**PROBLEM A:** Set down the part of the game meat thread from "I also take" up to and including "scraps for sausage.".
**PROBLEM B:** In the game meat thread, what is each animal tagged with at Champion?
**PROBLEM C:** Decide whether each statement agrees with the game meat thread, and answer yes or no with the deciding words quoted exactly: (i) HJB likes beef fat added to the meat. (ii) middlefork finishes all the processing before packing the meat out. (iii) HJB says professional processing costs less than doing it yourself.

**EXERCISE PASSAGE:**
Do my deers and take my elk in to clays.


----------



## HJB

I also take my animals to Champion, they do a great job and I have never had a problem. At Champion each animal is tagged with your name and when it comes time to process the meat they do it by "Name" so the meat you provided is the meat you get back. 
I like my meat professionally cut and wrapped. They do an awesome job and I like the beef fat added for extra flavor and ease of cooking. Yes, it's more expensive but I would rather take a nap after a long hunt than sit around cutting meat for 4-5 hours. To me, it's worth the money. If you like your own cuts, and you enjoy a little extra money for doing it yourself, more power to ya


----------



## middlefork

Gutless, boned out on the hill. 75% done before packing it out. 25% left to do at the house. I will save the good scraps and combine them with friends and familys scraps for sausage.

**DATASET EXCERPTS:**
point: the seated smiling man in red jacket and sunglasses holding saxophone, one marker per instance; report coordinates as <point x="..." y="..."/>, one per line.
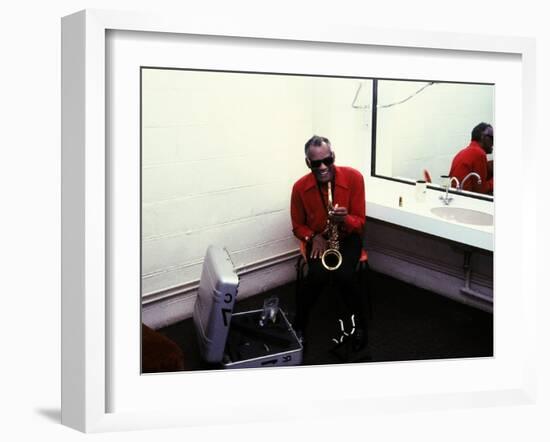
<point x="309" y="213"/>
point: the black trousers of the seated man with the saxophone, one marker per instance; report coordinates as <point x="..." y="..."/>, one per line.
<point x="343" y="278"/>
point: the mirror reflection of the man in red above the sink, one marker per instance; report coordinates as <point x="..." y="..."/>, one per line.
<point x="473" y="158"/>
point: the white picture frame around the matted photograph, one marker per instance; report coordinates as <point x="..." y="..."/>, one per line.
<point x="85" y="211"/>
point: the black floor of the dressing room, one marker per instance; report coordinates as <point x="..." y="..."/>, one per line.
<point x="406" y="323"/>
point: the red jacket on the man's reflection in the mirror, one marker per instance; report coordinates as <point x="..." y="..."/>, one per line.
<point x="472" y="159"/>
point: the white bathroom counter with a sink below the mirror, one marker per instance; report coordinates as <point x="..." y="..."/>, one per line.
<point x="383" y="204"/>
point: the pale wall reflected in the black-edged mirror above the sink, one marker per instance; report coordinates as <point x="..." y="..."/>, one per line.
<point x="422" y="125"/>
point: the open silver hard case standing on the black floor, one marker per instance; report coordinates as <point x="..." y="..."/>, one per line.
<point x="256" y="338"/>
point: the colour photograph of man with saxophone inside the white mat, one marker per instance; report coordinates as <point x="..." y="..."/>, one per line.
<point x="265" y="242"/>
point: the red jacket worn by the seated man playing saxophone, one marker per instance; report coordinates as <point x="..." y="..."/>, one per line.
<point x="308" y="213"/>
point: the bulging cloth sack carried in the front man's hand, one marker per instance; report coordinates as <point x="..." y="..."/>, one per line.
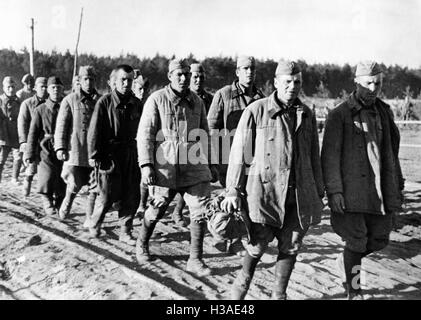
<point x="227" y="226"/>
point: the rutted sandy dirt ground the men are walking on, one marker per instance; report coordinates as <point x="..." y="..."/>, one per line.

---

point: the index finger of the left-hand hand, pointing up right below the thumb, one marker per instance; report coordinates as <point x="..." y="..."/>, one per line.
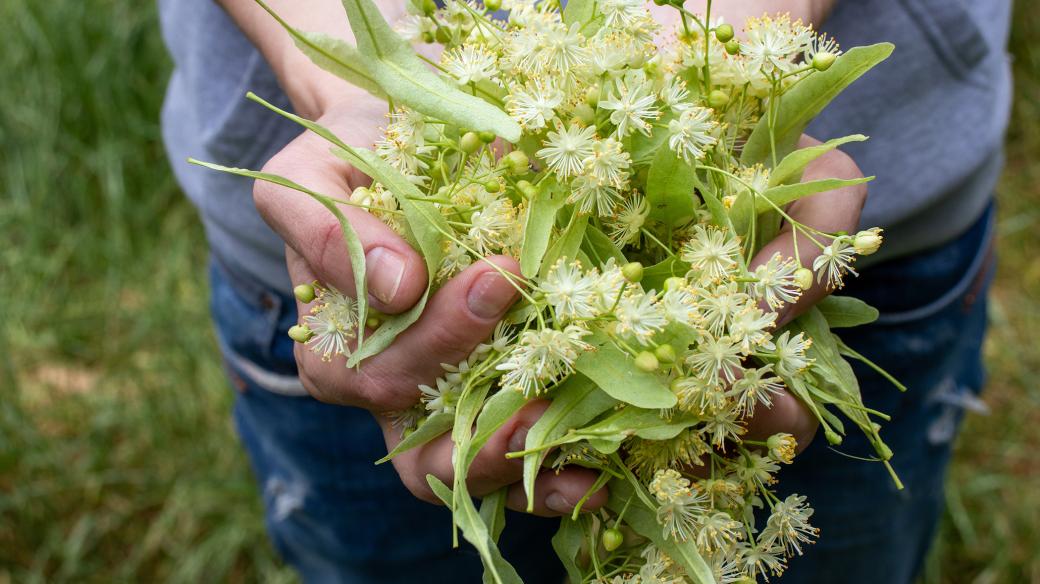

**EXERCISE RESULT A:**
I also take my animals to Champion, they do a great job and I have never had a problem. At Champion each animal is tagged with your name and when it comes time to process the meat they do it by "Name" so the meat you provided is the meat you get back. 
I like my meat professionally cut and wrapped. They do an awesome job and I like the beef fat added for extra flavor and ease of cooking. Yes, it's more expensive but I would rather take a nap after a long hunt than sit around cutting meat for 4-5 hours. To me, it's worth the money. If you like your own cuts, and you enjoy a little extra money for doing it yourself, more power to ya


----------



## middlefork

Gutless, boned out on the hill. 75% done before packing it out. 25% left to do at the house. I will save the good scraps and combine them with friends and familys scraps for sausage.

**EXERCISE RESULT B:** Each animal is tagged with your name.

**EXERCISE RESULT C:**
(i) Yes: "I like the beef fat added for extra flavor and ease of cooking"
(ii) No: "75% done before packing it out. 25% left to do at the house."
(iii) No: "Yes, it's more expensive"